TASK DESCRIPTION ::
From the TAG Heuer passage below, return the section starting with "A chronograph-inspired timepiece" and going on through "can head towards.", copied word for word.

TEXT SEGMENT ::

______

A chronograph-inspired timepiece crafted in the purest watchmaking tradition, the external architecture conveys the experience of a fine Swiss watch but what really matters is the next frontier: allowing the consumer to get to know himself (or herself) with a state-of-the-art, custom-designed digital experience geared towards performance, not only for golf but for everyday activities as well. Every detail has been purposefully engineered to help refine the player’s long game. Golf combines a stimulating mental challenge with the physicality of motor coordination – hence strategy, improving accuracy and removal of guesswork without compromising elegance and style is an extended metaphor for the strategic direction that TAG Heuer has adopted and eventually LVMH can head towards.
Take for instance: Alcméon: a hybrid customer engagement startup recently backed by Arnault’s venture funding arm: La Maison des Startups. If TAG Heuer can help consumers understand themselves, it runs in sync with a future of eCommerce and digital engagement that involves studying next generation customer relationship management; Of special interest is Alcméon’s innovative and hybrid (AI+human) solution.
Combining artificial intelligence, supervised chatbots and human touch to help community managers and contact center teams meet the challenge of the exploding number of consumer requests on social media and instant messaging (Facebook, Messenger, Twitter, Instagram, WeChat etc), working with both FMCG giants like Carrefour and luxury titans like Dior, Alcméon monitors and compares conversion rates, engagement and most importantly, the cost of customer acquisition. Executed correctly, reducing the costs of customer acquisition and retention manages at least a third of eCommerce’s greatest expenditures and hence, has a direct link to eventual profitability.

______

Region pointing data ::

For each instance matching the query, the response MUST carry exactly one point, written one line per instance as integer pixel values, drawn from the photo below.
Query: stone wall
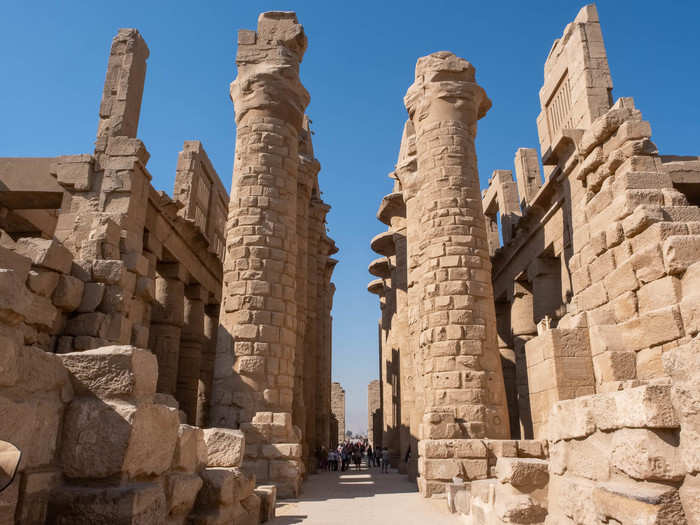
(274, 335)
(374, 414)
(110, 308)
(594, 278)
(338, 409)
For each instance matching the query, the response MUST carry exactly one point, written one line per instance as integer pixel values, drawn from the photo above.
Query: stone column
(258, 336)
(463, 380)
(191, 345)
(206, 369)
(167, 317)
(523, 329)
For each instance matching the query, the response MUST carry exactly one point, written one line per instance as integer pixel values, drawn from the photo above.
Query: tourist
(385, 460)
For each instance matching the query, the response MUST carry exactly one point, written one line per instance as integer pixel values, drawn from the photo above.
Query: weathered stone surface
(225, 447)
(104, 438)
(113, 371)
(138, 503)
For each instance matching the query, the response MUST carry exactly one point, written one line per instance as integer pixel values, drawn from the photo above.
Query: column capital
(268, 69)
(445, 88)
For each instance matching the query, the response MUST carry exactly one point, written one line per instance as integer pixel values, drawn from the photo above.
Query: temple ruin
(167, 359)
(539, 348)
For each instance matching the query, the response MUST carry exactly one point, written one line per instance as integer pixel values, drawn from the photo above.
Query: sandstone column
(463, 381)
(191, 345)
(259, 322)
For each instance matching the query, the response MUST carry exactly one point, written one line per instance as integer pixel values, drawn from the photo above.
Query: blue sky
(360, 62)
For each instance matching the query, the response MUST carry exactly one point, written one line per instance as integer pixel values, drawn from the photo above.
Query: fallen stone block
(68, 293)
(181, 491)
(225, 447)
(113, 371)
(47, 253)
(268, 500)
(647, 455)
(105, 438)
(630, 503)
(524, 473)
(138, 503)
(190, 450)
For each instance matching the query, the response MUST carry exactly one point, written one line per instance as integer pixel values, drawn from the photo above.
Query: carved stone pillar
(191, 345)
(167, 318)
(463, 380)
(259, 318)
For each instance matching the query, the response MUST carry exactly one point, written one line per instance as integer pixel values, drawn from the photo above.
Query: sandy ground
(366, 497)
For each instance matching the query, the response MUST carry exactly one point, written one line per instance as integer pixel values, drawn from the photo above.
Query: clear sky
(360, 61)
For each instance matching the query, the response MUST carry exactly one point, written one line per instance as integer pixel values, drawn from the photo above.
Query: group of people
(349, 453)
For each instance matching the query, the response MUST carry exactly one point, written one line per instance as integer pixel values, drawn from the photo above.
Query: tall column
(523, 329)
(167, 317)
(259, 322)
(463, 380)
(206, 370)
(191, 345)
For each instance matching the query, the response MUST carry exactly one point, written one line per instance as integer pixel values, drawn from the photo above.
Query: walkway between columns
(366, 497)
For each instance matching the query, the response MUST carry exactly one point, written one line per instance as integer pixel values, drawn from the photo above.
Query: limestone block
(690, 499)
(190, 449)
(647, 406)
(105, 438)
(680, 251)
(36, 490)
(180, 493)
(25, 419)
(630, 503)
(646, 455)
(512, 506)
(113, 371)
(219, 488)
(47, 253)
(15, 301)
(94, 324)
(137, 503)
(42, 281)
(252, 505)
(524, 473)
(108, 271)
(615, 366)
(268, 500)
(68, 293)
(225, 447)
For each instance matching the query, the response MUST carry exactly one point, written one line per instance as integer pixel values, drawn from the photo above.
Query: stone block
(92, 297)
(268, 500)
(68, 293)
(647, 406)
(47, 253)
(251, 504)
(137, 503)
(630, 503)
(108, 271)
(690, 499)
(526, 474)
(113, 371)
(181, 491)
(512, 506)
(190, 449)
(106, 438)
(225, 447)
(647, 455)
(24, 420)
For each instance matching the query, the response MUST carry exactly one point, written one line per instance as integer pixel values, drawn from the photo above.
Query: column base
(273, 452)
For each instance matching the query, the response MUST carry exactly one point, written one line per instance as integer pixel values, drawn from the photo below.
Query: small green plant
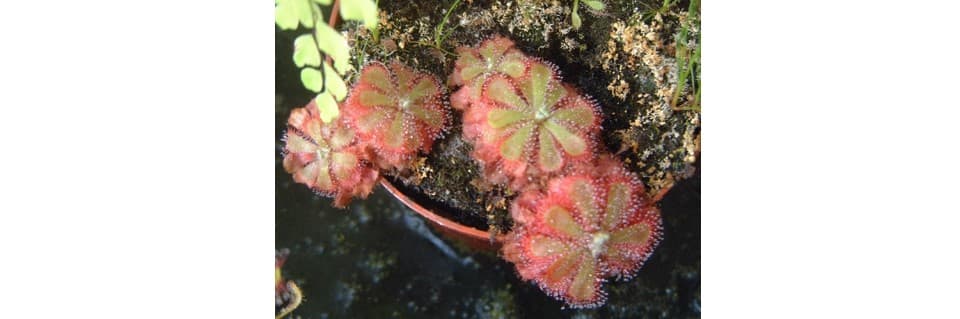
(596, 5)
(688, 63)
(323, 54)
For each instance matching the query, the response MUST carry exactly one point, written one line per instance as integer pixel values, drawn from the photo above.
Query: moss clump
(622, 57)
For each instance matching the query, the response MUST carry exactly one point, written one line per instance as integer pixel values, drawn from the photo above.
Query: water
(378, 259)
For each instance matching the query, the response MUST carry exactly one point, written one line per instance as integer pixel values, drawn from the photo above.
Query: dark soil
(660, 151)
(377, 260)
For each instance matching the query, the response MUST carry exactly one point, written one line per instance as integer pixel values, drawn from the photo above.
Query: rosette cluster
(581, 216)
(390, 115)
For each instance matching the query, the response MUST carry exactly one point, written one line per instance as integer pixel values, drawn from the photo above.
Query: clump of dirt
(622, 57)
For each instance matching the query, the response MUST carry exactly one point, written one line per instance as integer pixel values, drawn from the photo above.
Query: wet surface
(378, 259)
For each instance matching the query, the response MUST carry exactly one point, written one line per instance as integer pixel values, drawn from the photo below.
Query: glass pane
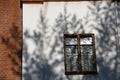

______

OUTPUT BELOW ::
A chronograph-inspired timepiece crafted in the purest watchmaking tradition, the external architecture conveys the experience of a fine Swiss watch but what really matters is the next frontier: allowing the consumer to get to know himself (or herself) with a state-of-the-art, custom-designed digital experience geared towards performance, not only for golf but for everyday activities as well. Every detail has been purposefully engineered to help refine the player’s long game. Golf combines a stimulating mental challenge with the physicality of motor coordination – hence strategy, improving accuracy and removal of guesswork without compromising elegance and style is an extended metaphor for the strategic direction that TAG Heuer has adopted and eventually LVMH can head towards.